Task prompt:
Retype every line of the data below with no changes.

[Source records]
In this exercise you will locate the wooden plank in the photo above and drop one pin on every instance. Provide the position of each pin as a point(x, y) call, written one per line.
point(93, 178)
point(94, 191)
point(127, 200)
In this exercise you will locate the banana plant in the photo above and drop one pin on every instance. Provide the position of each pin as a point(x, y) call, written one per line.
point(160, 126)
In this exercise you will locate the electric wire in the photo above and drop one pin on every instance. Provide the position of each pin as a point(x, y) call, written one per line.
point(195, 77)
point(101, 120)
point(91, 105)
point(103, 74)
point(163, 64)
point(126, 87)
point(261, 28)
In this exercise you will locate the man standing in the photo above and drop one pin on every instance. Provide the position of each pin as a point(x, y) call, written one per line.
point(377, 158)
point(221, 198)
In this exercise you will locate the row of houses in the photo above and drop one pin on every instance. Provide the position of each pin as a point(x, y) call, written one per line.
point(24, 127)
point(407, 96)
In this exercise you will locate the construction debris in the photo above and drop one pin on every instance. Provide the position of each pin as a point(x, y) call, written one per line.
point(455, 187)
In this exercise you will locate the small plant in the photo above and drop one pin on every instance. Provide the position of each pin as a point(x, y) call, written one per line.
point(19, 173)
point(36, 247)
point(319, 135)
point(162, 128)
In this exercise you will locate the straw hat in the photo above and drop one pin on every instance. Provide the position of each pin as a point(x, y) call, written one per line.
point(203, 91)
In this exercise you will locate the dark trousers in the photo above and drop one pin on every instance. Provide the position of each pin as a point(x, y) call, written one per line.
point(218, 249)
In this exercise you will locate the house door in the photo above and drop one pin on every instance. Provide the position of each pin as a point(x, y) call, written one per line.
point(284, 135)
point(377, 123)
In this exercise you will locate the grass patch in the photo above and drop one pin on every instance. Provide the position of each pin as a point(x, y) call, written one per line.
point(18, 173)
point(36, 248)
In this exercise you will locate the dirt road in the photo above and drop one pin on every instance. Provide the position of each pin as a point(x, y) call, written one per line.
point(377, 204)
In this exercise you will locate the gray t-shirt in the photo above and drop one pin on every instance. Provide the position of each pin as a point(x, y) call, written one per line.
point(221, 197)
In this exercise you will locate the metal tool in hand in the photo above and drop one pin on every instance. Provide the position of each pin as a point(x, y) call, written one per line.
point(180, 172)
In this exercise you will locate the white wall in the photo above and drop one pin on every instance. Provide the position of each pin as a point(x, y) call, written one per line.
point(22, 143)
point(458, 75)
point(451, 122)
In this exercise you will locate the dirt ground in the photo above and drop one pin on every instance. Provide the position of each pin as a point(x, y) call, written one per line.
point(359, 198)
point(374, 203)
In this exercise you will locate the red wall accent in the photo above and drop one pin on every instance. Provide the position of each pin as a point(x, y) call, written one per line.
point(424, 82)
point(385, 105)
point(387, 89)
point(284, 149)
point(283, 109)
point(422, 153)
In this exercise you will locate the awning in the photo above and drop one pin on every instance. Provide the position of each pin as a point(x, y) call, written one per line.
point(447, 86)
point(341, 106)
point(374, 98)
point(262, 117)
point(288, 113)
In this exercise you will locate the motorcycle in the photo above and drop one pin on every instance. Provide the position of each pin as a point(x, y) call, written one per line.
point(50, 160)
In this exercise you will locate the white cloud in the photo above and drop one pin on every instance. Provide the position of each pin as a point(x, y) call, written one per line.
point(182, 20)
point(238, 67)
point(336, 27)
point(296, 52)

Result of the task:
In this exercise you will locate the wooden plank in the photo above and drop one pin on every instance. Provide the position of each pin as a point(x, y) call, written one per line.
point(93, 178)
point(94, 191)
point(127, 200)
In this exercise you will locate the banana plant in the photo above and drop one pin on every instance. Provide the position of each pin as a point(x, y) call, written one per line.
point(160, 126)
In this exercise you will locate the electric wire in the photo above and drop one pin on every instance. Provide the position of each pin as a point(x, y) call, written one per line.
point(195, 77)
point(101, 120)
point(91, 105)
point(103, 74)
point(163, 64)
point(126, 87)
point(261, 28)
In this exercise you will locate the man standing in the photo above and drop one pin on every instance. Provide the position of each pin as a point(x, y) call, written one per line.
point(377, 158)
point(221, 198)
In this exercise you will locate the row of houses in the photo above and drop one pin on every instance. Provide the position of each pin as a point(x, y) call, written one per line.
point(24, 127)
point(407, 96)
In this exercise you will locate the construction debris in the photo above and drop one pin on every instance. Provide the position of each pin as a point(x, y) call, written one per line.
point(455, 187)
In this exercise you will locate the small plant in the photo above and drop one pin on every instance. Provide the position of each pin as a point(x, y) call, written one per line.
point(19, 173)
point(36, 247)
point(319, 135)
point(162, 128)
In this exercise you will locate the straw hat in the photo above and drop one pin on every instance. Provide the position of each pin as a point(x, y) call, written one per line.
point(203, 91)
In this exercise you will locate the dark trousers in the photo above and drop one pin on every instance. Provide the position of each pin as a point(x, y) call, written one per line.
point(218, 249)
In this exercise you will locate the house door in the photo above and drop one pin on every instance. Provide the position of each pin as a point(x, y) call, written one per line.
point(284, 135)
point(377, 123)
In this exercise you will locate the grass patch in the photo above and drop one pin on every instance. Provide the position of each pin as a point(x, y) call, written one per line.
point(18, 173)
point(36, 248)
In this exercise you will locate the dirt road in the photo above and drop one pin on every instance. Provide the position of each pin as a point(x, y) call, written one per line.
point(377, 204)
In this exercise you will locate the gray t-shirt in the photo above and drop one pin on every instance. Provide the position of each pin as a point(x, y) call, written one per line.
point(221, 197)
In this exercise you will locate the metal tool in hand in the photo above and drop one pin on every instance. Provide the position of each pin as a point(x, y) call, written one per line.
point(180, 172)
In this exercise you will locate the white wall in the photo above and drop one pin on every instance. Provide the position of each pin as a point(x, y) call, written one per line.
point(22, 143)
point(458, 75)
point(451, 122)
In this exercise you will locate the dirt ground in the photo above and drop one pin on every instance. Provide the position of each pin as a point(x, y) call, written one per line.
point(359, 198)
point(374, 203)
In this exercise you will locate the red wall accent in the photo above and drop one pin on every instance. Provide the position of each pin as a point(x, y) call, written one per line.
point(424, 82)
point(385, 105)
point(387, 89)
point(284, 149)
point(283, 109)
point(422, 153)
In this exercise you will locate the awning in the photo above and drop one pin on every instance. Provide the position of each pin as a point(x, y) call, written one per line.
point(447, 86)
point(341, 106)
point(374, 98)
point(262, 117)
point(288, 113)
In this exercise you will locate the motorcycle in the photo above and drop one pin on every instance. Provide the position of each pin as a point(x, y) call, written one per line.
point(50, 160)
In this exercise you will locate the white cloud in the photo above and drop one pin on every instance. Provide the position of each pin as a point(x, y) call, written one per line.
point(182, 20)
point(238, 67)
point(336, 27)
point(296, 52)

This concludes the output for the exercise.